■ Instructions:
(A) Using the news report on Europe's migration crisis, decide whether each statement agrees with it. Answer yes or no for each, and quote the words from the report that settle it.
(i) More than 700,000 newcomers reached Europe's Mediterranean shores so far this year.
(ii) Donald Tusk made his remarks to the European Parliament in Brussels.
(iii) EU countries have supplied all of the border guards that were needed.
(B) According to the news report on Europe's migration crisis, which country did the premier of Bavaria clash with over its handling of migrants?
(C) Extend the news report on Europe's migration crisis by writing what comes after its last sentence.

■ Excerpt provided:
▼
A migrant boy offers his teddy bear to a Slovenian soldier as migrants and refugees wait in a field on their way to a refugee camp after crossing the Croatian-Slovenian border near Rigonce, Slovenia.

AFP
Brussels


Europe’s worst migration crisis since World War II risks triggering “tectonic changes”, a top EU official warned yesterday, as figures showed more than 700,000 newcomers reached the continent’s Mediterranean shores so far this year.
Leaders of France and Germany were due to discuss the crisis which has also prompted a spat between the premier of Germany’s Bavaria state and neighbouring Austria over its handling of migrants.
“The situation will deteriorate even further,” European Council president Donald Tusk said, warning of a “new wave of refugees (arriving) from Aleppo and other Syrian regions under Russian bombardment”.
“I have no doubt that this challenge has the potential to change the European Union we have built,” he told the European Parliament in Strasbourg.
“And what is even more dangerous, it has the potential to create tectonic changes in the European political landscape. And these are not changes for the better.”
Meanwhile, European Commission president Jean-Claude Juncker slammed EU member states for only providing less than half of the experts pledged to the bloc’s Frontex border agency in migrant hotspots Greece and Italy.
“Member states have been moving slowly at a time when they should be running,” he said.
Of the 775 border guards needed, EU countries have only provided 326 over the past month, Juncker said, adding that many bloc members had also failed so far to keep their promises of financial support.
▲
■ Information given:
▼
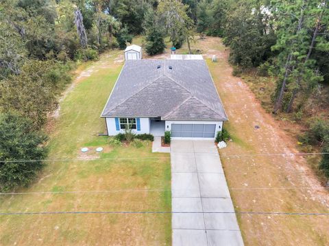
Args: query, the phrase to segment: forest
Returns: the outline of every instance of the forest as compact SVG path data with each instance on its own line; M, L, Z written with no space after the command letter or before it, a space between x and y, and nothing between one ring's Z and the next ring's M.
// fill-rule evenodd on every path
M75 66L136 36L149 55L164 51L166 38L193 53L197 38L221 38L234 75L273 79L271 113L301 122L300 141L329 152L327 0L2 0L1 191L27 185L42 169L47 118ZM328 154L319 169L329 178Z

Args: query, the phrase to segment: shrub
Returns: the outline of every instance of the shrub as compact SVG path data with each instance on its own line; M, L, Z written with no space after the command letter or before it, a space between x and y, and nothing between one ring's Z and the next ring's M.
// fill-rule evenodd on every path
M92 49L79 49L74 55L75 61L95 61L98 59L98 51Z
M132 145L135 148L143 147L143 141L140 139L134 139L132 142Z
M329 122L321 119L315 120L310 125L310 131L316 140L324 142L325 138L329 136Z
M118 141L123 141L125 140L125 135L123 133L118 133L114 136L114 138Z
M164 144L170 144L170 141L171 141L170 131L166 131L164 132Z
M243 70L238 66L234 66L233 67L233 72L232 72L232 75L235 77L241 77L241 74L243 72Z
M98 59L98 51L91 49L87 49L84 53L87 60L96 61Z
M216 135L216 138L215 139L215 143L219 143L221 140L221 131L218 131Z
M329 136L328 137L328 139L326 139L322 152L324 153L329 152ZM319 168L324 172L324 176L329 179L329 154L323 155Z
M16 114L0 114L0 191L26 186L36 176L47 154L47 137L32 120ZM4 162L36 160L37 161Z
M116 137L111 137L108 140L108 144L112 147L119 147L121 146L121 141L120 140L118 140Z
M221 131L217 132L217 135L216 135L216 138L215 139L215 141L217 143L219 143L222 141L228 141L231 139L230 136L230 133L226 129L221 129Z
M130 143L132 140L134 140L135 135L132 132L132 129L129 124L125 125L124 135L125 135L125 140L128 143Z
M135 139L138 139L141 140L147 140L151 141L154 141L154 137L151 134L148 134L148 133L136 135Z
M269 62L265 62L260 64L258 68L258 74L263 77L269 76L269 70L271 67L271 64Z

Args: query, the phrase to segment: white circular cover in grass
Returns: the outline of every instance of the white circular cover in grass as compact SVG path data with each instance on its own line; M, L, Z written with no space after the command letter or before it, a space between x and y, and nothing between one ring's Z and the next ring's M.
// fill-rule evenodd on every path
M219 148L226 148L226 143L223 141L221 141L219 143L218 143L217 146Z
M97 152L101 152L103 150L103 148L101 147L98 147L97 149L96 149L96 151Z

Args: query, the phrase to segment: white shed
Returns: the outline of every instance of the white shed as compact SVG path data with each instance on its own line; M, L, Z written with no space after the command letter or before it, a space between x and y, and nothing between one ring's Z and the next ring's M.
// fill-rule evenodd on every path
M142 59L142 47L136 44L132 44L125 48L125 59Z

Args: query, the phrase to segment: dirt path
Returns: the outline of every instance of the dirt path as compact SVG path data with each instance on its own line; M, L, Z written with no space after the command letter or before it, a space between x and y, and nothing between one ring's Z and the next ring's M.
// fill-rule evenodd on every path
M288 136L278 122L263 110L246 83L232 75L232 69L227 62L228 51L220 39L208 38L199 40L195 46L202 50L204 57L217 55L218 58L217 63L209 60L208 63L230 120L224 127L232 135L233 141L227 148L221 150L220 154L236 209L329 213L327 191L295 189L321 187L304 157L225 157L250 153L297 152L297 141ZM266 189L254 189L256 187ZM329 243L328 215L243 215L239 219L247 245Z

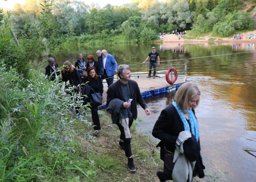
▲
■ Expected outputs:
(A)
(i) Yes: "more than 700,000 newcomers reached the continent’s Mediterranean shores so far this year"
(ii) No: "he told the European Parliament in Strasbourg"
(iii) No: "Of the 775 border guards needed, EU countries have only provided 326 over the past month"

(B) Austria

(C)
The stinging criticism came just days after the EU vowed to help set up 100,000 places in reception centres in Greece and along the route through the Balkans.
The move is part of a 17-point action plan devised with the countries most affected by the crisis.
French President Francois Hollande and German Chancellor Angela Merkel are to hold talks on the refugee crisis and the Syrian conflict in Paris.
More than half of this year’s arrivals in Europe were from Syria, followed by Afghanistan and Iraq, the UN refugee agency said yesterday.
Some 562,355 people desperately fleeing war and misery reached Greece’s shores, while around 140,000 arrived in Italy since January.
Children made up 20% of the arrivals, the agency said.
Of these, at least 3,210 people have either died or gone missing as they made the journey plagued with danger.
A total of 85% were from what the UN described as the world’s 10 main refugee-producing countries.
As Europe struggles to deal with the crisis, the flow shows no sign of abating despite worsening weather conditions, according to the International Organization for Migration, which reported the arrival of 5,239 people in Greece on Saturday and 4,199 on Sunday.
“Because of the bad weather and rough seas, IOM staff report that tracking migrant boats at sea is becoming more difficult and more aerial surveillance is being implemented,” the IOM said in a statement yesterday.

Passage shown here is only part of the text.